Mr. Katzman said U.S.-led forces have detained more than 20 members of the Quds [Jerusalem] Force - an elite unit within the Revolutionary Guards - in Iraq alone since 2007. He added that members of the Iran-backed Hezbollah and the Guards also have been captured.
Pentagon spokesman Geoff Morrell said that although Iran has been helpful at times in Iraq and Afghanistan, “we still see Iranian meddling in both theaters of operation and particularly in Iraq where Iranian-supplied weapons continue to be used to attack our troops. We have had over the past couple of years a great deal of success targeting and disrupting these Iranian-supported networks. But they remain a problem and so we remain on the offensive against them.”
Capturing and killing
President Obama’s decision amounts to retaining a Bush administration finding in late 2006, which preceded the surge of U.S. troops to Iraq. In a Jan. 10, 2007, speech, President Bush promised to “seek out and destroy the networks providing advanced weaponry and training to our enemies in Iraq.” He specifically mentioned Iranian- and Syrian-backed supply lines.
The next day, U.S. forces detained five members of Iran’s Revolutionary Guards in the Kurdish city of Irbil. The group, which became known as the “Irbil 5,” remains in American and Iraqi custody. Iran says the Revolutionary Guards were in Irbil for diplomatic, not intelligence or military, reasons.

_DATA SECTION:_

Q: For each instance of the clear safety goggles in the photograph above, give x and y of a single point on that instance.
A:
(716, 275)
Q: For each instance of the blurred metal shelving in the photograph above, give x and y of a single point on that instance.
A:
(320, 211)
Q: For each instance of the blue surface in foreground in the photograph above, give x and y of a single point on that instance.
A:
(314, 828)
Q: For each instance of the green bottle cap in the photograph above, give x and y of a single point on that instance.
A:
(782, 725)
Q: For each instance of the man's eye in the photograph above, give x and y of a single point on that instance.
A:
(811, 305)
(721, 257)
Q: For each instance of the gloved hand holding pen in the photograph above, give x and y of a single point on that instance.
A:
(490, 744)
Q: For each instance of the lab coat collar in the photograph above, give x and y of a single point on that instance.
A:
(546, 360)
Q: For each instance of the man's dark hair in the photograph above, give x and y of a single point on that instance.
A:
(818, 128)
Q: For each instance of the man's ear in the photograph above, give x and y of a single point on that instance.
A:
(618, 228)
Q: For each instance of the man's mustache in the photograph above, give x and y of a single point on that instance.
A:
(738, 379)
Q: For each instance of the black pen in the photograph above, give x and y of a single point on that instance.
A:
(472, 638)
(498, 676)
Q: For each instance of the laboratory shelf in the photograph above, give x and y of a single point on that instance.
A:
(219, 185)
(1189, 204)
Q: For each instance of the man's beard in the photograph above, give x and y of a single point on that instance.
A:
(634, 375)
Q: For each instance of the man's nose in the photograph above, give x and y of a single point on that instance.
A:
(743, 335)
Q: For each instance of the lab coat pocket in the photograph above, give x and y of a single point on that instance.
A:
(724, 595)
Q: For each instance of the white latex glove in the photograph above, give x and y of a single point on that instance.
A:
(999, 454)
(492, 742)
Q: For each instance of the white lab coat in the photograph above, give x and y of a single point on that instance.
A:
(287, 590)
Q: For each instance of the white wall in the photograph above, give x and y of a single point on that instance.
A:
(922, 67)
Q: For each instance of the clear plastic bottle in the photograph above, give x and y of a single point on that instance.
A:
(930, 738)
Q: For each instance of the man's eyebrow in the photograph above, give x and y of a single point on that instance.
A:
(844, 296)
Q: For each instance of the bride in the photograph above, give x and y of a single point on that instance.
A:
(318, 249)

_PROBLEM SET:_
(1) According to the news excerpt about Iran's Revolutionary Guards, in which city did U.S. forces detain five members of the Guards the day after President Bush's Jan. 10, 2007, speech?
(2) Continue the news excerpt about Iran's Revolutionary Guards, starting after its final sentence.

_ANSWERS TO THIS EXERCISE:_
(1) Irbil, a Kurdish city.

(2)
The Revolutionary Guards and Quds Force, which function like U.S. special operations forces and intelligence officers abroad but are also thought to be involved in criminal activities, remain designated by the U.S. government as terrorist entities under Executive Order 13224.
The Sept. 23, 2001, order authorizes efforts to seize financial assets of organizations and people the U.S. regards as terrorist and also has become an important tool for U.S. military and special operations forces.
One former and one current U.S. intelligence officer told The Washington Times that “threat finance cells” of 20 to 30 intelligence analysts culled from various government agencies and the military have been established in Iraq and Afghanistan to uncover terrorist financing. Information is shared with military units, which then apprehend and at times kill Iranian operatives, the officers said.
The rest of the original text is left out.